Material for the task:
_ _ _ _ _

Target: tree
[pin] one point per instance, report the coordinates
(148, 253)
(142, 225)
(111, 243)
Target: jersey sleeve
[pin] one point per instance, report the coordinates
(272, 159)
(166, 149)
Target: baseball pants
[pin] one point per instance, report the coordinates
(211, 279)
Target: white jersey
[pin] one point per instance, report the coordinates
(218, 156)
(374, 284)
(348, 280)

_ _ _ _ _

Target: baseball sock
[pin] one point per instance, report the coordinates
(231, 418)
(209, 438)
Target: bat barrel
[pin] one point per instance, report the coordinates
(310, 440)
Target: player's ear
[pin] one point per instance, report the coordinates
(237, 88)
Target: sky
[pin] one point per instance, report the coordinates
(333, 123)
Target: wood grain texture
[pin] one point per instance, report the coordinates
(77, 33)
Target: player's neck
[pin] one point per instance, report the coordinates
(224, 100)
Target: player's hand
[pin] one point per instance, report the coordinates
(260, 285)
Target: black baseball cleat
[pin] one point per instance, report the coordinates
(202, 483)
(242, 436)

_ _ _ _ _

List every line from the records above that contains the word "Target", copying each line in full. Case matters.

Target: tree
Target: jersey sleeve
Target: baseball pants
Target: white jersey
Target: baseball sock
Target: bat barrel
Target: player's ear
Target: sky
Target: wood grain texture
Target: player's neck
Target: player's hand
Target: black baseball cleat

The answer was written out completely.